Exercise set:
a: In the article on ITS below, why does Martin say being independently owned again is liberating? Answer in one to three sentences.
b: Transcribe the part of the article on ITS below between "Completed in June" and "to 10 years.", inclusive.

Exercise text:
· · · · ·
Chris Martin – where next for ITS?

May 2020

Chris Martin speaks to James Phillips about Independent Trustee Services’ plans since its management buyout and his experience working with stressed and distressed schemes.

It has been nearly a year since Independent Trustee Services (ITS) completed its management buyout (MBO) from the combined Mercer and JLT businesses.

Completed in June last year, the now 29-year-old business said the decision reinforced its ethos of being an “independent, professional trustee firm”, with executive chairman Chris Martin and seven directors part of the share purchase.

Since then, Martin says he and the team have focused on “bedding into the structure” of owning the business and thinking about its vision for the future over the next five to 10 years.

“We didn’t want to rush into changing our previous strategy,” he says. “We wanted to spend time reflecting on what we as a group of individuals and as a wider ITS team wanted to deliver – what we thought the industry really needed.”

The last four months have been spent on populating the firm’s strategic plan, which focuses on diversifying the experience of its staff to provide a wider range of services to schemes of all size and type.

Although, Martin says he would not advise anyone to complete an MBO before a global pandemic “because it’s an immediate challenge to whether you can operate”. Nevertheless, the necessary transitions have been “seamless”.

Whatever circumstances we currently face, Martin is assured that the decision to conduct the MBO was the right move. It has opened up a range of new possibilities for the firm.

“One of the great liberating actions of being independently owned again is that you can make those strategic decisions and you can move fast to make them happen. Being part of a larger organisation always slows you down slightly in terms of implementation.

“We absolutely recognise that the DB marketplace over the next ten to 15 years is going to look very, very different to how it looks today. Particularly, some smalland medium-sized, potentially even larger-end, schemes are going to be starting to move themselves from attached to sponsors to de-risking and risk transferring – that could be consolidators, it could be bulk annuity providers.

“What we’re trying to do as a business is to be positioned to support the governance arrangements for all schemes and all sizes, to enable the trustee boards to make better decisions and deliver better outcomes for members.”
· · · · ·
Data:
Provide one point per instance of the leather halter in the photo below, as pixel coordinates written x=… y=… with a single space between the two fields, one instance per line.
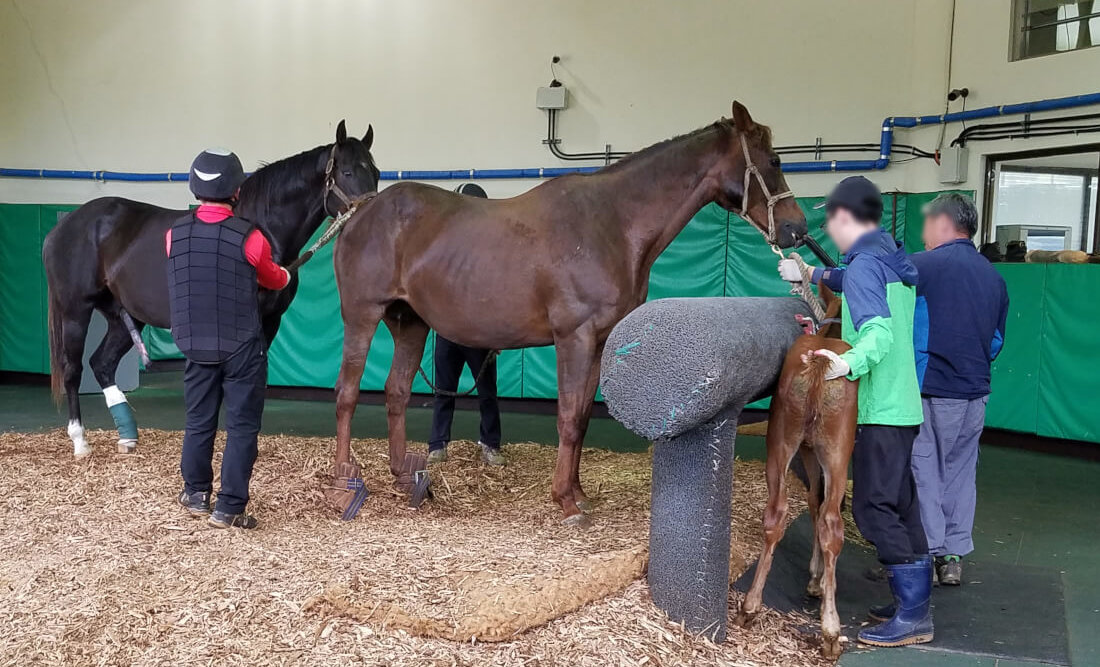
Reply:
x=330 y=184
x=750 y=170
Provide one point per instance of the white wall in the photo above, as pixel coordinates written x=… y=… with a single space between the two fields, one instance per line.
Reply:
x=129 y=85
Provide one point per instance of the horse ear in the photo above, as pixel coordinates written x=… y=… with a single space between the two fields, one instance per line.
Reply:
x=741 y=118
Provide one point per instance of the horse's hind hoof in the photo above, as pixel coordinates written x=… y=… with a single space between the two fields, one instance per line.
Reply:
x=578 y=521
x=832 y=647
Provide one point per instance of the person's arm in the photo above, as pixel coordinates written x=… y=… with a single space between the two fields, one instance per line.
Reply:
x=998 y=342
x=257 y=251
x=866 y=294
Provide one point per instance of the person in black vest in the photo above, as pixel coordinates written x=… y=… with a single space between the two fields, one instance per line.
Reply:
x=216 y=262
x=450 y=358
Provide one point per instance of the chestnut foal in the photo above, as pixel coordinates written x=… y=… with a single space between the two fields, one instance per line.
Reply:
x=817 y=418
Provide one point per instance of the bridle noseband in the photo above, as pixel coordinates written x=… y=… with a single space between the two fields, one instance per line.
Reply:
x=330 y=184
x=750 y=170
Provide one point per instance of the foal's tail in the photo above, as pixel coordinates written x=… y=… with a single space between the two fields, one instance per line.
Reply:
x=56 y=348
x=814 y=371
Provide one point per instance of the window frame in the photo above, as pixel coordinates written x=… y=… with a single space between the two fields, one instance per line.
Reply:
x=989 y=192
x=1020 y=29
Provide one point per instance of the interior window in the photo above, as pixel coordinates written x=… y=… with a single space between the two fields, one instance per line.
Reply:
x=1047 y=201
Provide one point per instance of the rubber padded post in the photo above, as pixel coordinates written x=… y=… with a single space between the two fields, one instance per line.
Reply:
x=689 y=536
x=679 y=372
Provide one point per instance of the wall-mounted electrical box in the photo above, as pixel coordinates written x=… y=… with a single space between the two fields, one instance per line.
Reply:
x=953 y=164
x=551 y=97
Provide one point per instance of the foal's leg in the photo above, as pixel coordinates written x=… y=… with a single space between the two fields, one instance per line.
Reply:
x=410 y=332
x=74 y=332
x=359 y=331
x=781 y=448
x=105 y=363
x=814 y=500
x=834 y=456
x=578 y=375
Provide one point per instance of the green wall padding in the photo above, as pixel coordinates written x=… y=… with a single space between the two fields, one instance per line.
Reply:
x=1040 y=383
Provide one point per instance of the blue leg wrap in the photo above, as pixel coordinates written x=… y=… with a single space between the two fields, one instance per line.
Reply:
x=123 y=416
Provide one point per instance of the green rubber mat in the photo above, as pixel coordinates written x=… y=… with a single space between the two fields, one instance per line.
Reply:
x=1001 y=611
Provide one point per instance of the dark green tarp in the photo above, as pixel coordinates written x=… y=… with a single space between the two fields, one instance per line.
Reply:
x=1040 y=382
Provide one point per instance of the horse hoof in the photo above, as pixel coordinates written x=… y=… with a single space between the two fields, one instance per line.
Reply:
x=578 y=521
x=832 y=647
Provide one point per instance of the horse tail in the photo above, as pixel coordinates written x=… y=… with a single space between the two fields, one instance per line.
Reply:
x=56 y=348
x=814 y=371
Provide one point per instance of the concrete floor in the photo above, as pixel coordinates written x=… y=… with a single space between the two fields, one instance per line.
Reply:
x=1034 y=509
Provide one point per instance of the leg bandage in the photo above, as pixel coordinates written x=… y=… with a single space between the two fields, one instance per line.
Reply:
x=122 y=414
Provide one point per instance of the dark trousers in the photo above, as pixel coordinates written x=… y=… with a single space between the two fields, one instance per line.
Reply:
x=239 y=382
x=450 y=358
x=884 y=501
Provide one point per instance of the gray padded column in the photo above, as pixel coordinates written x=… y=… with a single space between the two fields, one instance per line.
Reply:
x=689 y=535
x=678 y=372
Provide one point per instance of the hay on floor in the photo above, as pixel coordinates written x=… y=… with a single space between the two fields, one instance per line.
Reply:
x=99 y=566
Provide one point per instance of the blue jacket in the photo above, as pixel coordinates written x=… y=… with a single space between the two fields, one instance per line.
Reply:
x=961 y=306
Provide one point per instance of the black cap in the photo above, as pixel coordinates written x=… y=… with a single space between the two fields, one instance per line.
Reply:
x=859 y=196
x=472 y=189
x=216 y=175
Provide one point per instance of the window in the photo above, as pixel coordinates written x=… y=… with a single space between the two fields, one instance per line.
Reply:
x=1045 y=26
x=1045 y=198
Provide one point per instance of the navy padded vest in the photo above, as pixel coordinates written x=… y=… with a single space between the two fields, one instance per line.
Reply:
x=212 y=288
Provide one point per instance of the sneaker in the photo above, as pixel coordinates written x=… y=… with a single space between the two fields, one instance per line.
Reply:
x=223 y=520
x=492 y=455
x=949 y=569
x=197 y=504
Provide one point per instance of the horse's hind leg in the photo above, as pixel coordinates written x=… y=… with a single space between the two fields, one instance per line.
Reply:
x=410 y=332
x=105 y=363
x=814 y=501
x=781 y=448
x=74 y=330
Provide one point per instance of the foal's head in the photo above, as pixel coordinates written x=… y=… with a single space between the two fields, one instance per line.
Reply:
x=749 y=173
x=352 y=168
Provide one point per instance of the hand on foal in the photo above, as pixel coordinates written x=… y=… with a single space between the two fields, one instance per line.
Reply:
x=837 y=367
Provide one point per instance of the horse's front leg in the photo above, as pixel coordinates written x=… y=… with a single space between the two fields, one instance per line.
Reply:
x=410 y=332
x=578 y=376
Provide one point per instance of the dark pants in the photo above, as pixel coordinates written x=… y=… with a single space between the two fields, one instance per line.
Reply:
x=450 y=357
x=884 y=501
x=239 y=382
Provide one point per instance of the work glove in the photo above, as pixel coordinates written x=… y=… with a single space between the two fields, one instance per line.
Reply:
x=795 y=270
x=837 y=367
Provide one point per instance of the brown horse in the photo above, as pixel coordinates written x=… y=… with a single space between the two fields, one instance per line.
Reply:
x=560 y=264
x=816 y=417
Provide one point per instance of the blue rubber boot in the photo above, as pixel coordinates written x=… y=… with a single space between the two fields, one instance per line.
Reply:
x=884 y=612
x=911 y=586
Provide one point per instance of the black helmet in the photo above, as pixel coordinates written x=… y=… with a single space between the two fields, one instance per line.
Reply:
x=471 y=189
x=216 y=175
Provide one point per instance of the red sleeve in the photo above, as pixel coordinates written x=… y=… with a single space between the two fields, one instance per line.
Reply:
x=257 y=251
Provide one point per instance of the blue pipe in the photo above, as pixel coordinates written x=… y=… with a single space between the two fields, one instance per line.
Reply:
x=886 y=143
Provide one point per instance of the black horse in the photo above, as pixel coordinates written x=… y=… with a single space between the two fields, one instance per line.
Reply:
x=109 y=255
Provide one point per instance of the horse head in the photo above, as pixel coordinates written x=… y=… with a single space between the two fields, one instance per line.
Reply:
x=350 y=172
x=751 y=184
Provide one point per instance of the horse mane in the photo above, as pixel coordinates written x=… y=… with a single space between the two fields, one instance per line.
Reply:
x=279 y=181
x=724 y=127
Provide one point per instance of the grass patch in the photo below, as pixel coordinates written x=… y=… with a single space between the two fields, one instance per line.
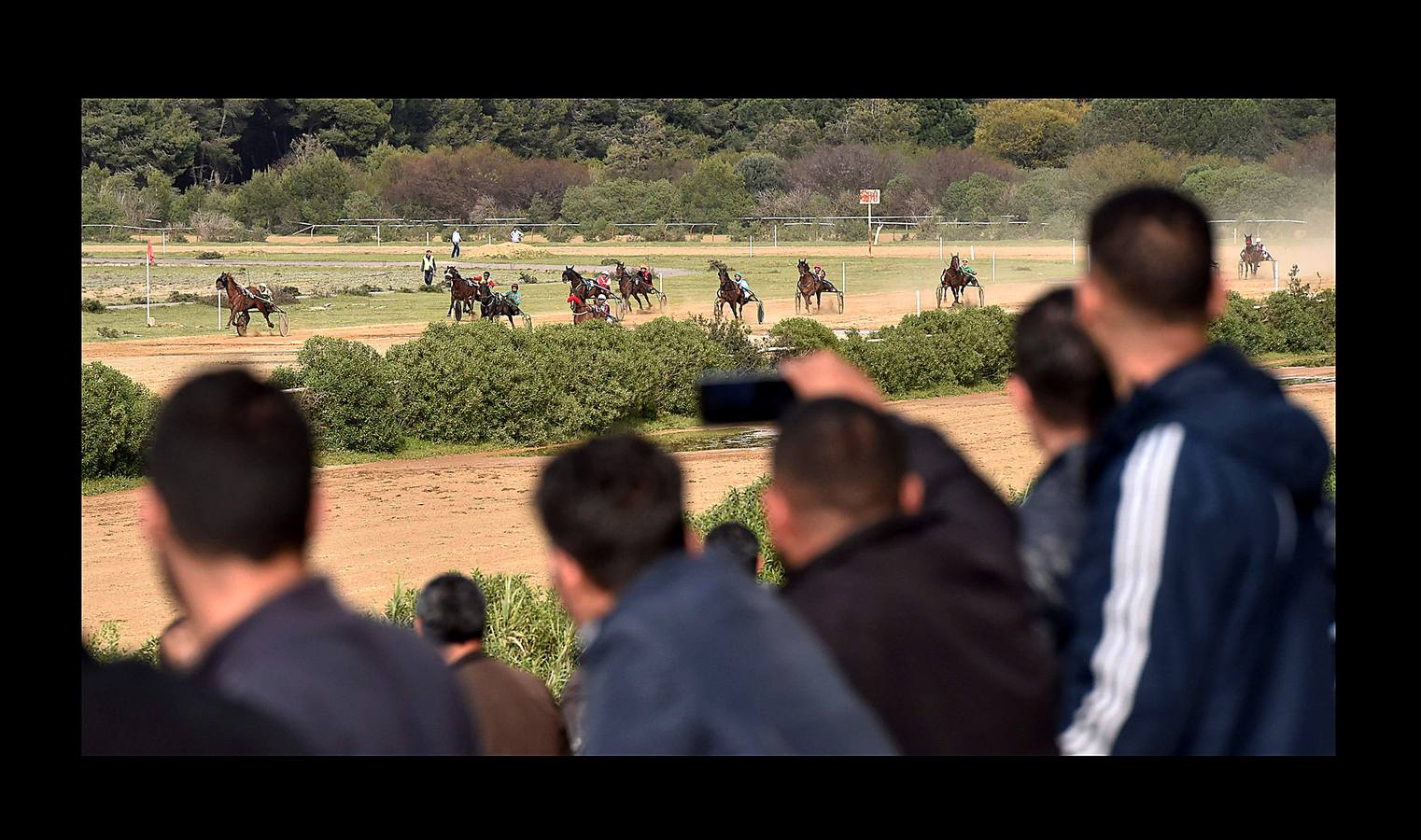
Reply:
x=109 y=483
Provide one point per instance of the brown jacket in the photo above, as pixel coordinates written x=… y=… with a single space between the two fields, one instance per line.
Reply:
x=514 y=711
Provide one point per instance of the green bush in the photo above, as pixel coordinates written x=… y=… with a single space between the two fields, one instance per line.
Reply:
x=743 y=505
x=802 y=336
x=526 y=625
x=116 y=415
x=351 y=401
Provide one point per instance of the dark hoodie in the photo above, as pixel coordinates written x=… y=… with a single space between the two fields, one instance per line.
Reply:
x=1201 y=598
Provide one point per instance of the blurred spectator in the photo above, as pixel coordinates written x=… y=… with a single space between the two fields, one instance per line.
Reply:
x=1200 y=601
x=681 y=657
x=933 y=628
x=178 y=649
x=737 y=545
x=1062 y=390
x=512 y=709
x=231 y=545
x=128 y=708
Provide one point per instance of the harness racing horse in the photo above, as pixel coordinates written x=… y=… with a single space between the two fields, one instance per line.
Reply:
x=811 y=283
x=1251 y=258
x=954 y=279
x=584 y=287
x=731 y=293
x=462 y=293
x=495 y=304
x=240 y=301
x=634 y=286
· · · · ·
Numbered responses:
a: Being independently owned lets the firm make its own strategic decisions and move fast to carry them out. Being part of a larger organization always slowed implementation down somewhat.

b:
Completed in June last year, the now 29-year-old business said the decision reinforced its ethos of being an “independent, professional trustee firm”, with executive chairman Chris Martin and seven directors part of the share purchase.

Since then, Martin says he and the team have focused on “bedding into the structure” of owning the business and thinking about its vision for the future over the next five to 10 years.